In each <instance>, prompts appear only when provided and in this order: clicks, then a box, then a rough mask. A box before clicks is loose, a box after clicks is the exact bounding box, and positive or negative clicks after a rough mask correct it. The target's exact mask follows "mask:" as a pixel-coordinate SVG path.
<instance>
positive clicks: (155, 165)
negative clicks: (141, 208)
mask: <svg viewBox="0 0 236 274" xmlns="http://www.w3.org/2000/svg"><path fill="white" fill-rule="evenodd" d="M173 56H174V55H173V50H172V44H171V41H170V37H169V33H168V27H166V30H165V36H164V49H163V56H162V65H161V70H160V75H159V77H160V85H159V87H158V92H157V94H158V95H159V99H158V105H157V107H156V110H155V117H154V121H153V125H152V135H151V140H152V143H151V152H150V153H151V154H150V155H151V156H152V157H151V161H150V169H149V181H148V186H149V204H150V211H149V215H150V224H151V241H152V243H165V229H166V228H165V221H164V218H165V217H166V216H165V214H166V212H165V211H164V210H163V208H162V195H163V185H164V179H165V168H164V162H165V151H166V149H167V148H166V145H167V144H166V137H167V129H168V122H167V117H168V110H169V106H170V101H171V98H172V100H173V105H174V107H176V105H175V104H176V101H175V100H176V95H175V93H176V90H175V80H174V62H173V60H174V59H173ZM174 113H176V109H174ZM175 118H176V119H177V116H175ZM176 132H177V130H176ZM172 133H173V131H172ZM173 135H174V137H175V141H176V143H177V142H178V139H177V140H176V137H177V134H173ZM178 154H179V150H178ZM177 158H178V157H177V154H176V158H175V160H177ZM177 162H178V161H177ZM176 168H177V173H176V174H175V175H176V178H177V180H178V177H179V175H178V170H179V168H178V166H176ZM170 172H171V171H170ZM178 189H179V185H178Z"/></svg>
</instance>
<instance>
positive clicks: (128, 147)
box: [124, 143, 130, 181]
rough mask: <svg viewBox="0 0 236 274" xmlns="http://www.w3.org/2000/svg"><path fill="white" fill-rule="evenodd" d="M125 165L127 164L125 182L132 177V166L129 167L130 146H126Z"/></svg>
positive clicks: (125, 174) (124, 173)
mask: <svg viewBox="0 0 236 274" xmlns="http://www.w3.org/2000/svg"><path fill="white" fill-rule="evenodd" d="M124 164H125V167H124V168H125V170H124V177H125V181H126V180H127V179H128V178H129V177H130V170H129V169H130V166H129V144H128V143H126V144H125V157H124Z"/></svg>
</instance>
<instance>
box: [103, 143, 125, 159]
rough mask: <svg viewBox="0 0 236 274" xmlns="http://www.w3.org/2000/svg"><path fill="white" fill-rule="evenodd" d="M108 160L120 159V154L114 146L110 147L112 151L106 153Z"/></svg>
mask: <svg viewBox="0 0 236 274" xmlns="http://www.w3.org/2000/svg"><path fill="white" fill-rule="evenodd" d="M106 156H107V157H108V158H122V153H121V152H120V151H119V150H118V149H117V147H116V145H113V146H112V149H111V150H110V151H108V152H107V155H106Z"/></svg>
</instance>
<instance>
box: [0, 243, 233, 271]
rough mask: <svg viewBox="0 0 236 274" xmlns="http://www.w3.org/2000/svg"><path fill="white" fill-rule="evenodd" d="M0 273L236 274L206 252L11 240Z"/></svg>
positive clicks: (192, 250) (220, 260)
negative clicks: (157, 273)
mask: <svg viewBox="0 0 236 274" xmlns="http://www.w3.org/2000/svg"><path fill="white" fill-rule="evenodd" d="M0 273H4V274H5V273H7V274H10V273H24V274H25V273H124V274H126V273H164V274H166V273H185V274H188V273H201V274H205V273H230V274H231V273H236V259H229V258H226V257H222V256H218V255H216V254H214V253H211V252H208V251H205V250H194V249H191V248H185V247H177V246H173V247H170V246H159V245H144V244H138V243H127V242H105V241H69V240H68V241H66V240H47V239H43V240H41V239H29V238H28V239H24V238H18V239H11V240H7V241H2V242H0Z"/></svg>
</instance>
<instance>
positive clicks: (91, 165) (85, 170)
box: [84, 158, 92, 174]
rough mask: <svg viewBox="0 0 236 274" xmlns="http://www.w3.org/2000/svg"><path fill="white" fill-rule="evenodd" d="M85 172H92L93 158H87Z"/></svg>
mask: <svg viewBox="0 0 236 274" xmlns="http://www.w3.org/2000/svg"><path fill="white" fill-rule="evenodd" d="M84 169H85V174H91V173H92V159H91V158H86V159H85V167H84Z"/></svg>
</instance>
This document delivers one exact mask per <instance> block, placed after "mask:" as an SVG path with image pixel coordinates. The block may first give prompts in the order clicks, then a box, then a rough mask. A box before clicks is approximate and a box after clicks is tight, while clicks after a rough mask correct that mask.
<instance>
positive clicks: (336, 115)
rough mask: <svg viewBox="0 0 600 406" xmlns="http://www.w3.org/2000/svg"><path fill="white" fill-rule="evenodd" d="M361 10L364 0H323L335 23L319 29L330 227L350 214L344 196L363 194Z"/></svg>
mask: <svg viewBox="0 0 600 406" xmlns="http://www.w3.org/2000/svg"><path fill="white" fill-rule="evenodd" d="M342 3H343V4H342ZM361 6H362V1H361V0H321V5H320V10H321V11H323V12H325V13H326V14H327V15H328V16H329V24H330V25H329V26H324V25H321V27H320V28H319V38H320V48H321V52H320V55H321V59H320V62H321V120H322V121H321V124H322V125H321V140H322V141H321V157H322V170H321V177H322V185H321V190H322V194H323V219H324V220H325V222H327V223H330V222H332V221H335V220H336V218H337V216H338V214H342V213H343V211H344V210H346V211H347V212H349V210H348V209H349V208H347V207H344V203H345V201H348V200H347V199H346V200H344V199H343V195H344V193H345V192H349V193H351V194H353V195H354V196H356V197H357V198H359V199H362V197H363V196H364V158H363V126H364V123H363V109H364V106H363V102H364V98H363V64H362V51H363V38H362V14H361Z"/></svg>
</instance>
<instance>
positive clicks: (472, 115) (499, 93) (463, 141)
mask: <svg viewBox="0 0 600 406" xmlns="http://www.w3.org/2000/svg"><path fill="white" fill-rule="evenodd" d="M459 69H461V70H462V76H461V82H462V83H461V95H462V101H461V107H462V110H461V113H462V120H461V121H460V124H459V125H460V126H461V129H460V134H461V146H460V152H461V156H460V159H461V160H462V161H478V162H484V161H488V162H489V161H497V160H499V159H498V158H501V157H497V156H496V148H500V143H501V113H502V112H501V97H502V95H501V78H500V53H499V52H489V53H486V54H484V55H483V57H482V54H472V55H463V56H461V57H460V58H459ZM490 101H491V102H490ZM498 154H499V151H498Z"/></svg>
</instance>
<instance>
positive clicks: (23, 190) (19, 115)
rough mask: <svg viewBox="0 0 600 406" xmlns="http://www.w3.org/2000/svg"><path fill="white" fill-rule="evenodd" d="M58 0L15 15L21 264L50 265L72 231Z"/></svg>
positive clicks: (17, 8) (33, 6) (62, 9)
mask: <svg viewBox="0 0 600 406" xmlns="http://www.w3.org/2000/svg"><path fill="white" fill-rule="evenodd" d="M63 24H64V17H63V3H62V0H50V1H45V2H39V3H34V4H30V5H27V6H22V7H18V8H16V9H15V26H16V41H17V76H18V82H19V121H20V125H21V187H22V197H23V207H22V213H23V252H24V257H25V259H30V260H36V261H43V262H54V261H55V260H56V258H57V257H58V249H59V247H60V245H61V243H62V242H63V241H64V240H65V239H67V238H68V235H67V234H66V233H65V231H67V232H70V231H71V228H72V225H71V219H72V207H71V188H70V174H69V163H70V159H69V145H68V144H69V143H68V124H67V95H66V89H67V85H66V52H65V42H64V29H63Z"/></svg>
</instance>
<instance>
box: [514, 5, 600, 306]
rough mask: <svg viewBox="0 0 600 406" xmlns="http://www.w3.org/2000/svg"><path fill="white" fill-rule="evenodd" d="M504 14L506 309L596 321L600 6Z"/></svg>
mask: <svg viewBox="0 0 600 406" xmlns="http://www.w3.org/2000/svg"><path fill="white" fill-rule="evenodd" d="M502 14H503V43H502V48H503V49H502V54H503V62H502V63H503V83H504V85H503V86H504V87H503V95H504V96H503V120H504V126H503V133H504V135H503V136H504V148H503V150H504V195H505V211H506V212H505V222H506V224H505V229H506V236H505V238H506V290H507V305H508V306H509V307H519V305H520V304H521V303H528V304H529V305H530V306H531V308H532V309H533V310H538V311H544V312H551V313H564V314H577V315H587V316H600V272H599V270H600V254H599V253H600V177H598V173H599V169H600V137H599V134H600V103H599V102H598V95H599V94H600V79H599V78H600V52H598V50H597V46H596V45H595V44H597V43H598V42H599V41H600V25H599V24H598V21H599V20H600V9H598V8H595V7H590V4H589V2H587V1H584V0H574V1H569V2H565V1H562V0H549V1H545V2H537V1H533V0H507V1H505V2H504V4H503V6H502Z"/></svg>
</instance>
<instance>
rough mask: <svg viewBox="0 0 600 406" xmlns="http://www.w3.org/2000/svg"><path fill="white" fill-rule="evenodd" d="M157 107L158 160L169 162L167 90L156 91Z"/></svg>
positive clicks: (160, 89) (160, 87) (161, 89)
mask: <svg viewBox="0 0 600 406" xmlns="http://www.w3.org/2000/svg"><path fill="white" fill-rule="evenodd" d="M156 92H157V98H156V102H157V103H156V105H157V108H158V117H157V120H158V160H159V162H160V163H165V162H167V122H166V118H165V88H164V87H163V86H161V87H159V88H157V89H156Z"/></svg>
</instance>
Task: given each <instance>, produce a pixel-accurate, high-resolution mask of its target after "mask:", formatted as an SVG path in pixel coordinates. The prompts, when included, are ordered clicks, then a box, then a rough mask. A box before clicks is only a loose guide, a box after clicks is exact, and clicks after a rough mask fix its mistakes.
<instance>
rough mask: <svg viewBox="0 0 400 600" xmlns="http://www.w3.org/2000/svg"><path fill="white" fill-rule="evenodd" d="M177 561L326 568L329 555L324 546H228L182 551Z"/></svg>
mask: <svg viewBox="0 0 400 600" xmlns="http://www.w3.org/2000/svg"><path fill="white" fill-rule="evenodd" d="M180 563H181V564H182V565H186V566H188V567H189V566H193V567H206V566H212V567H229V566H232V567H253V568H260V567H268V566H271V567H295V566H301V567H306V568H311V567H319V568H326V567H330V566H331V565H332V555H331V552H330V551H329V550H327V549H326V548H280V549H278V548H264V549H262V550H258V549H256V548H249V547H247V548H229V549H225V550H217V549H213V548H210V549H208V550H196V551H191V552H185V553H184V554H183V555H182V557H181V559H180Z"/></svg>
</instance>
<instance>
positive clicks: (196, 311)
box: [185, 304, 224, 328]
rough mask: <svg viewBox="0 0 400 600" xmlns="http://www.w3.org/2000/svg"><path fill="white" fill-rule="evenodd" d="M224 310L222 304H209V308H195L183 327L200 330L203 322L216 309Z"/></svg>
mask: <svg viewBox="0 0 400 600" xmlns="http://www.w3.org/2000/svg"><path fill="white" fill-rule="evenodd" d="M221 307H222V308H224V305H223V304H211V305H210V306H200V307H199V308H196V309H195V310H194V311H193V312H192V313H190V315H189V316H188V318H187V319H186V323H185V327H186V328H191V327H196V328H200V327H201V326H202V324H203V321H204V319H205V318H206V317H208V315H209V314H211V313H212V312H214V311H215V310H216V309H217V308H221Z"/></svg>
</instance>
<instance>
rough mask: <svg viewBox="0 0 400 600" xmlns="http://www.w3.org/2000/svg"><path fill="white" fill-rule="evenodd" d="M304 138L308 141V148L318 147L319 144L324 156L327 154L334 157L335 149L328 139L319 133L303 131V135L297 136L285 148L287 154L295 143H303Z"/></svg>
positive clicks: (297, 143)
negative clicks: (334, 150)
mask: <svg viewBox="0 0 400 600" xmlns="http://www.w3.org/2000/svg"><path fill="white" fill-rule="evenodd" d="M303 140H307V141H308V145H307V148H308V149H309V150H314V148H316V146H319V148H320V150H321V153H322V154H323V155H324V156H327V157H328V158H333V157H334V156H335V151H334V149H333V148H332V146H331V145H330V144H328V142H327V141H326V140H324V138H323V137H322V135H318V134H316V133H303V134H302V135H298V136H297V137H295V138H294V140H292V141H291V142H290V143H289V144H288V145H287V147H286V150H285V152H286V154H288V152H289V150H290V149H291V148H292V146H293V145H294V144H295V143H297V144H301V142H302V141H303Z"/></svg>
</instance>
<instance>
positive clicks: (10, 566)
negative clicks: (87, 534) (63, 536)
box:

☆ ☆ ☆ ☆ ☆ ☆ ☆

WORK TASK » Give the data lines as a JSON list of strings, one string per line with blank lines left out, from the line containing "165L127 164L125 182L132" up to and including the line containing "positive clicks: (125, 174) (124, 173)".

SOLUTION TO THIS PROBLEM »
[
  "rough mask: <svg viewBox=\"0 0 236 274\" xmlns=\"http://www.w3.org/2000/svg\"><path fill=\"white\" fill-rule=\"evenodd\" d=\"M125 165L127 164L125 182L132 177V166L129 167L130 146H126Z\"/></svg>",
  "positive clicks: (125, 174) (124, 173)"
]